Sin embargo, al mismo tiempo, lo tenemos más fácil que nunca. Y esta es nuestra gran oportunidad. Porque ahora que los revolucionarios suicidas, nihilistas y salvajes son ellos, ahora que son ellos los terroristas, nosotros podemos empezar a defender cosas muy de sentido común. Las marchas de la dignidad se aproximaron a Madrid con reivindicaciones muy elementales y comprensibles: NO AL PAGO DE LA DEUDA; PAN, TRABAJO Y TECHO; NI UN RECORTE MÁS.

Es más: en esta situación revolucionaria en la que nos encontramos, nosotros podemos incluso aprovechar parar volvernos muy conservadores. El hombre no puede rebelarse si no es conservador -decía Chesterton-, al menos «tan conservador como para haber conservado alguna razón para rebelarse». Cambiar siempre es un riesgo y los cambios revolucionarios son, para la mayor parte de la gente, un riesgo demasiado grande. Por eso la izquierda siempre tuvo muy difícil extender su hegemonía entre la población. Pero ahora que los revolucionarios son los ricos más poderosos, la izquierda puede muy bien trabajar por el sentido común. Merece la pena conservar la escuela pública, la sanidad pública, el derecho a una pensión, a una vivienda, a un trabajo. Podemos, ante todo, insistir en que hay cosas en este mundo muy merecedoras de ser conservadas . Por ejemplo, hay una cosa que hay que conservar a cualquier precio, una cosa que es tan importante que vale más que la propia vida: la DIGNIDAD. Porque sin dignidad no merece la pena vivir. Los hombres no quieren conservar la vida a cualquier precio. Por encima de la vida, quieren, ante todo, conservar aquello que hace a la vida digna de ser vivida. Por eso, las marchas de la dignidad no podían haber encontrado un nombre mejor.

## CONSIGNA 1
Muestra cada línea del listado en la que aparezca la palabra "potato".

## MATERIAL PROPORCIONADO
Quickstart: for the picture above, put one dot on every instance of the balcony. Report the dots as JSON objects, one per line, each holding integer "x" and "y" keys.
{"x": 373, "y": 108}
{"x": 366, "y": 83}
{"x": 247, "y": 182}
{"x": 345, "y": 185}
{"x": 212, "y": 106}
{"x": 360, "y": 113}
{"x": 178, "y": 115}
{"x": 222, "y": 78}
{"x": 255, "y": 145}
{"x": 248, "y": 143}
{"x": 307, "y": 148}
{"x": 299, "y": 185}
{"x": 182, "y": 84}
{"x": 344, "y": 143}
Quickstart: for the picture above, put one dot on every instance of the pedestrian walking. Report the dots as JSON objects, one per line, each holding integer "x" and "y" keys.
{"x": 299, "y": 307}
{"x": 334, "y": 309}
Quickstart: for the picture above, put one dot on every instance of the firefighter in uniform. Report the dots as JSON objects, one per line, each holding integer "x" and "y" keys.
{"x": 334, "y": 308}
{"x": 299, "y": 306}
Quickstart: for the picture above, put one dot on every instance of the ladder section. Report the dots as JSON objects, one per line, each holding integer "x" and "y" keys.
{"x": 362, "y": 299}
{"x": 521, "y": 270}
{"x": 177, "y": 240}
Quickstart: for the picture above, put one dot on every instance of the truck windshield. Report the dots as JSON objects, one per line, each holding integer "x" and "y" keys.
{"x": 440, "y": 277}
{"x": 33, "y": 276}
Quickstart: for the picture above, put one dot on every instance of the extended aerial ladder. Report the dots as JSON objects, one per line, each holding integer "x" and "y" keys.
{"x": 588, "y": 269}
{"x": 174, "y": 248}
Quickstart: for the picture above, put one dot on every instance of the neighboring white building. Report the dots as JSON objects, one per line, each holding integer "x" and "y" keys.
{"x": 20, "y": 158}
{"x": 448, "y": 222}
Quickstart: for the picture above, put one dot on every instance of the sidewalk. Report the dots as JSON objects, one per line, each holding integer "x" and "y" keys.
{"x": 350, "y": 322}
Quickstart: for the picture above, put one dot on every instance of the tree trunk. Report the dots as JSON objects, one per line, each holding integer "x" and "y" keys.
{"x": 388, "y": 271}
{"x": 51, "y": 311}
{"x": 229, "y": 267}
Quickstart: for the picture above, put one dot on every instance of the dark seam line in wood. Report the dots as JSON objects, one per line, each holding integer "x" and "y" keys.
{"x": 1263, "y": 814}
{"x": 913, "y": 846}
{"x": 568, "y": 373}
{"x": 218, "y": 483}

...

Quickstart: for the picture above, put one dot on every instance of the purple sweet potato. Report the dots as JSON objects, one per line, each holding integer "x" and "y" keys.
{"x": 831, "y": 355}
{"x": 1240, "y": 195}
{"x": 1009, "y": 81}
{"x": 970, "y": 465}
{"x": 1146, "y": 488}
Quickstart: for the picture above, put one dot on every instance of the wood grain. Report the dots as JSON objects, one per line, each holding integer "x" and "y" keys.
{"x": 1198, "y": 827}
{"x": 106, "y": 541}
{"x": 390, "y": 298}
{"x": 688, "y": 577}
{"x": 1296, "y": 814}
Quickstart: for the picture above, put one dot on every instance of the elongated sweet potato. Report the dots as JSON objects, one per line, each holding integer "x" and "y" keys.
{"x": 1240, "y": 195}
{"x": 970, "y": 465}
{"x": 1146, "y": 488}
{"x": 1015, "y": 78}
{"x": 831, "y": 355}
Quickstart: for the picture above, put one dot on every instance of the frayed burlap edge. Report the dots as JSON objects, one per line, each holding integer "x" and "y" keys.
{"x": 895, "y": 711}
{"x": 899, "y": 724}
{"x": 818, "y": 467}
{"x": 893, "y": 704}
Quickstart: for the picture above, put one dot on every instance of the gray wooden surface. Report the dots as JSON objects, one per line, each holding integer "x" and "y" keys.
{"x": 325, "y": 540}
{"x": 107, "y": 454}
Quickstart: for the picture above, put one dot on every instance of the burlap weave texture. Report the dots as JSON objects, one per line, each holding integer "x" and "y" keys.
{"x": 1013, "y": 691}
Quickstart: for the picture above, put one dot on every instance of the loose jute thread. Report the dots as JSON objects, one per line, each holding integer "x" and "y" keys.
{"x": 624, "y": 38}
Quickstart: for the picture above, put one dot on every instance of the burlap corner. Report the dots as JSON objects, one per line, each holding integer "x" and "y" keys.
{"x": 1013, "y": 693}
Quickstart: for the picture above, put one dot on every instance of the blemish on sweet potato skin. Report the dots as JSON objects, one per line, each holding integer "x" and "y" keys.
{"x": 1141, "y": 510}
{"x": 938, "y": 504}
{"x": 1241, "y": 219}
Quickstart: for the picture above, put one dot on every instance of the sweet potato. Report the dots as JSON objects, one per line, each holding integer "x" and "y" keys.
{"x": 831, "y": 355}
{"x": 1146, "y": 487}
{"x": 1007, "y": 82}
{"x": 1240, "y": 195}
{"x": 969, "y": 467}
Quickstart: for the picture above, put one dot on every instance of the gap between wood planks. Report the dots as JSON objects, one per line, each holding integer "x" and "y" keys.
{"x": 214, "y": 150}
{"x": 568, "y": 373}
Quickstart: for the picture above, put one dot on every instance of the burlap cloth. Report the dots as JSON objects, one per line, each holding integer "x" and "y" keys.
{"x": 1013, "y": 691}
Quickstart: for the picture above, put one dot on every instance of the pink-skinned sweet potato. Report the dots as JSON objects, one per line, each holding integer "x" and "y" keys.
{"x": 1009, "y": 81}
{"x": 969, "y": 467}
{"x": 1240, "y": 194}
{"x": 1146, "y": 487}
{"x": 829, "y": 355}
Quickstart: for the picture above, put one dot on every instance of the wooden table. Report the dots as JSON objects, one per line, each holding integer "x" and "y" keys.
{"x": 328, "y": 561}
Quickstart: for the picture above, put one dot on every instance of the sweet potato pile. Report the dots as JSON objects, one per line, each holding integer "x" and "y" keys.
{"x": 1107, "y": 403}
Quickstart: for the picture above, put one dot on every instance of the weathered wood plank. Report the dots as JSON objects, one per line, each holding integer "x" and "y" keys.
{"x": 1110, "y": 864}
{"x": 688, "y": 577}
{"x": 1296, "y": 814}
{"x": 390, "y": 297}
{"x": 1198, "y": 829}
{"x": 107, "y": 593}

...

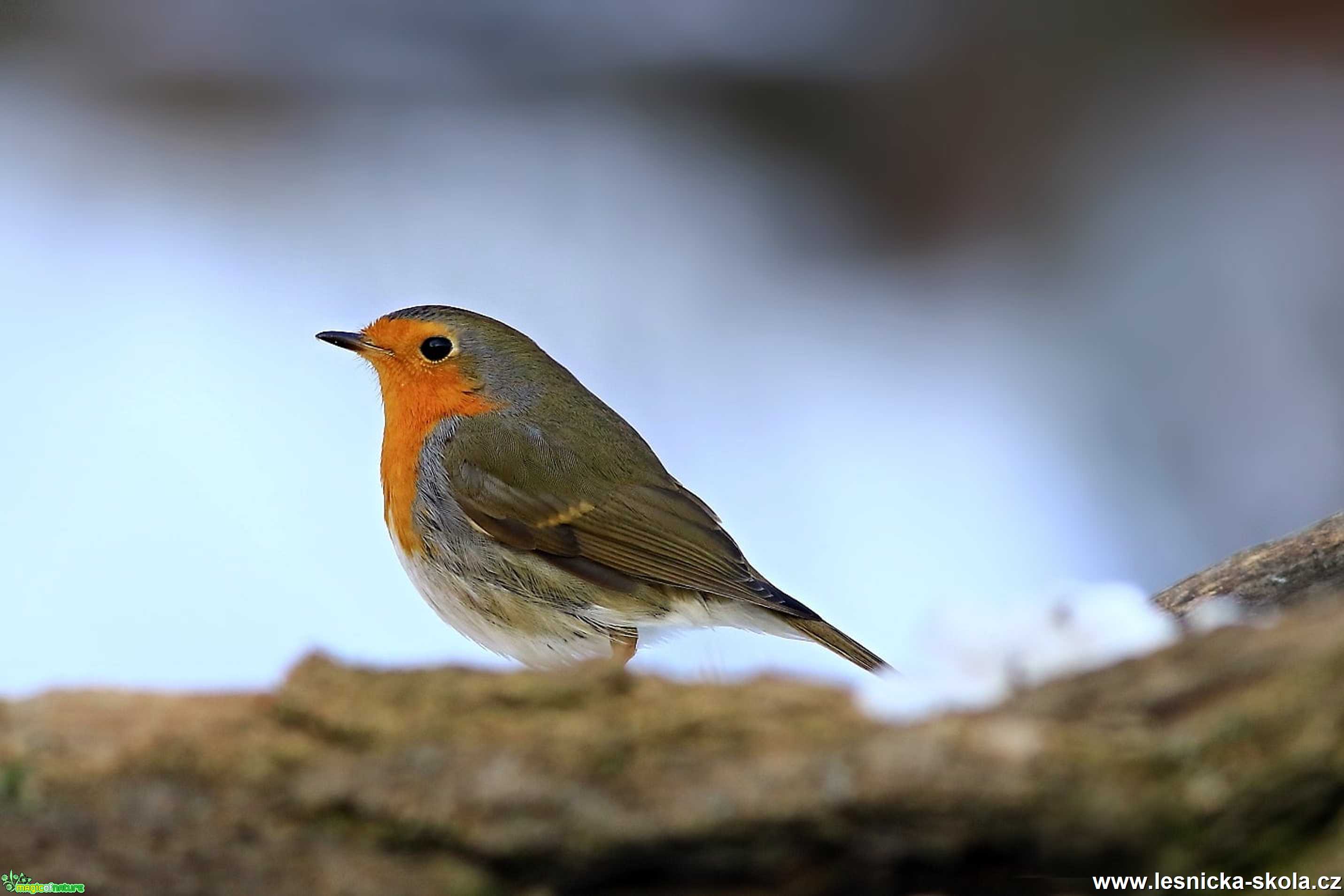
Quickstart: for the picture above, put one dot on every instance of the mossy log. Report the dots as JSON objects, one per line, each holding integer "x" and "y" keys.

## CONSIGNA 2
Según el extracto sobre las marchas de la dignidad, ¿qué cosa hay que conservar a cualquier precio?

## SOLUCIÓN DESARROLLADA 1
Quickstart: for the picture above, put one dot on every instance of the purple sweet potato. Report the dots as JSON objects, one per line, each holding integer "x" and "y" keys.
Quickstart: for the picture above, put one dot on every instance of the elongated sweet potato. Report the dots as JSON objects, one per line, each holding integer "x" and "y" keys.
Quickstart: for the picture above, put one dot on every instance of the blemish on sweet potato skin. Report the dots as JSON objects, one per line, each holding integer "x" and "y" keys.
Quickstart: for the picture above, put one dot on every instance of the sweet potato. Report the dots as JSON objects, one per line, each holding integer "x" and "y" keys.
Quickstart: for the picture above, put one dot on every instance of the pink-skinned sweet potato. Report the dots as JSON objects, one per line, each holding integer "x" and "y" keys.
Quickstart: for the picture above, put one dot on every instance of the sweet potato pile. Report the dots as JSON objects, one per line, each holding integer "x" and "y" keys.

## SOLUCIÓN DESARROLLADA 2
La dignidad, que vale más que la propia vida.